> [OBJECTIVE]
State how many lines in the items below contain the string "this", treating uppercase and lowercase as different. Reply with the number alone.

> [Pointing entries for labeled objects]
══════
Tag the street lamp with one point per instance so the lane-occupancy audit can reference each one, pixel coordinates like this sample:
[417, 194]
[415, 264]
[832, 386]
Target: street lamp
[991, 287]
══════
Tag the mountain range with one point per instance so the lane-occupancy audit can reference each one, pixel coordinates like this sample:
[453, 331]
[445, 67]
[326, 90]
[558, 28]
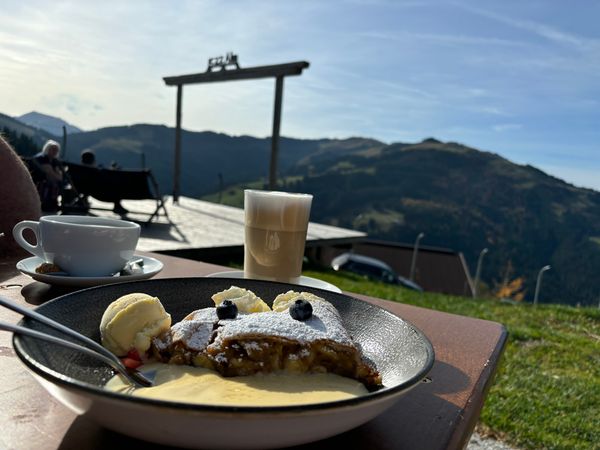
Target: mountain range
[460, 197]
══════
> [EXPECTED ANSWER]
2